_課題内容_: 以下のレコードをすべて、一字一句変えずに書き写すこと。画像は答えに含めない。
─── 提供されたレコード ───
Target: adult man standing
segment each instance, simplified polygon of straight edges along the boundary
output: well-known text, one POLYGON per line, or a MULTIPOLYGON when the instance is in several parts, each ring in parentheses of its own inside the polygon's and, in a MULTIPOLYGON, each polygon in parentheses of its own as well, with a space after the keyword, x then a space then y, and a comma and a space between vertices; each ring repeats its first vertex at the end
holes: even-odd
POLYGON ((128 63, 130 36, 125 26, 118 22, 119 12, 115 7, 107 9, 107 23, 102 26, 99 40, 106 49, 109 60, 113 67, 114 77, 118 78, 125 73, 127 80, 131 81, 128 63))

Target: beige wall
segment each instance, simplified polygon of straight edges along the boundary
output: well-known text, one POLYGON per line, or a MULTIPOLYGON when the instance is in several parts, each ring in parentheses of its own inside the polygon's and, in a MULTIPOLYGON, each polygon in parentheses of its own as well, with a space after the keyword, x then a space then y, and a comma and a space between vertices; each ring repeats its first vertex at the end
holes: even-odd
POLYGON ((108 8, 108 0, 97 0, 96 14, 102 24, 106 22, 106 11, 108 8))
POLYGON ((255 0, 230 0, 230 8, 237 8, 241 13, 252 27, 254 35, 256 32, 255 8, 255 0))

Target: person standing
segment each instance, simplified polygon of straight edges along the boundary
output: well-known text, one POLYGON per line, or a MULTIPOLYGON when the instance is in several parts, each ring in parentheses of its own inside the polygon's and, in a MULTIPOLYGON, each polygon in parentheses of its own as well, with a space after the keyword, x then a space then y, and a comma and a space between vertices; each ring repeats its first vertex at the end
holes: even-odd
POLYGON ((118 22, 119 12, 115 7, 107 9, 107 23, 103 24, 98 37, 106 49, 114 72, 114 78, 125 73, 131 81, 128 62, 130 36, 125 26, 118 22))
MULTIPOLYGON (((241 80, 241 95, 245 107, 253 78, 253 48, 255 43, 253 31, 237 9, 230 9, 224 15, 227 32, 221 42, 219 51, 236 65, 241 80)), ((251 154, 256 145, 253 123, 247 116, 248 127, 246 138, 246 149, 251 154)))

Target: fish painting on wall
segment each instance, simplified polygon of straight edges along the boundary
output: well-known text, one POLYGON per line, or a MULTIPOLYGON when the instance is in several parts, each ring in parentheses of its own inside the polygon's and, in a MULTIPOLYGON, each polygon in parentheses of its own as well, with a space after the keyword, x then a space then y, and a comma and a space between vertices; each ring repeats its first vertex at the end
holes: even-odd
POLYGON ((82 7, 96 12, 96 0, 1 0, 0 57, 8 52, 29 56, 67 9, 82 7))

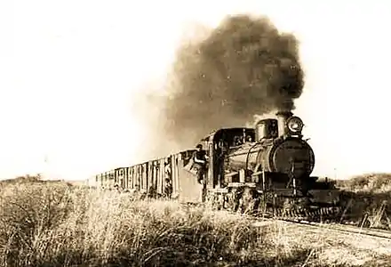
───
_この課題の解答_:
Target: adult man standing
segment each instance, simplified polygon of straight edges along the boundary
output: well-known text, one POLYGON per line, or a MULTIPOLYGON when the instance is in several parts, each ring in parentheses of its own inside the polygon's and, in a MULTIPOLYGON, each polygon in parentheses of its own as well, with a space after the keyword, x then a space then y, and a comma and a space between vertices; each ring repeats its first vertex at the end
holes: even-odd
POLYGON ((128 63, 130 36, 125 26, 118 22, 119 12, 115 7, 107 9, 107 23, 102 26, 99 40, 106 49, 109 60, 113 67, 114 77, 118 78, 125 73, 127 80, 131 81, 128 63))

Target: beige wall
segment each instance, simplified polygon of straight edges along the boundary
output: well-known text, one POLYGON per line, or a MULTIPOLYGON when the instance is in several parts, each ring in parentheses of its own inside the polygon's and, in a MULTIPOLYGON, each polygon in parentheses of its own as well, with a space after the keyword, x then a space then y, and a comma and a space between vertices; each ring repeats its first vertex at the end
holes: even-odd
POLYGON ((108 8, 108 0, 97 0, 96 14, 102 24, 106 22, 106 11, 108 8))
POLYGON ((255 0, 230 0, 230 8, 237 8, 241 13, 252 27, 254 35, 256 32, 255 8, 255 0))

Target: person standing
segment each instance, simplified polygon of straight edges along the boundary
output: well-known text, one POLYGON per line, or a MULTIPOLYGON when the instance is in several parts, each ring in parentheses of its own inside the polygon's and, in a MULTIPOLYGON, each polygon in parentheses of its own as well, with a space after the keyword, x then a space then y, and a comma and a space between vertices; each ring repeats its first vertex at the end
holes: even-odd
POLYGON ((118 22, 119 12, 115 7, 107 9, 107 23, 103 24, 98 37, 106 49, 114 72, 114 78, 125 73, 131 81, 128 62, 130 36, 125 26, 118 22))
MULTIPOLYGON (((241 80, 241 95, 245 107, 253 78, 253 48, 255 43, 253 31, 237 9, 230 9, 224 15, 227 32, 221 42, 219 51, 236 65, 241 80)), ((251 154, 256 145, 253 123, 247 116, 248 127, 246 138, 246 149, 251 154)))

Target: fish painting on wall
segment each instance, simplified polygon of straight edges along the boundary
output: well-known text, one POLYGON per line, or a MULTIPOLYGON when the instance is in several parts, each ring in parentheses of its own inside the polygon's and, in a MULTIPOLYGON, each polygon in parentheses of its own as well, with a space after the keyword, x then a space then y, and a comma and a space between vertices; each ring repeats its first vertex at the end
holes: even-odd
POLYGON ((82 7, 96 12, 96 0, 1 0, 0 57, 8 52, 29 56, 67 9, 82 7))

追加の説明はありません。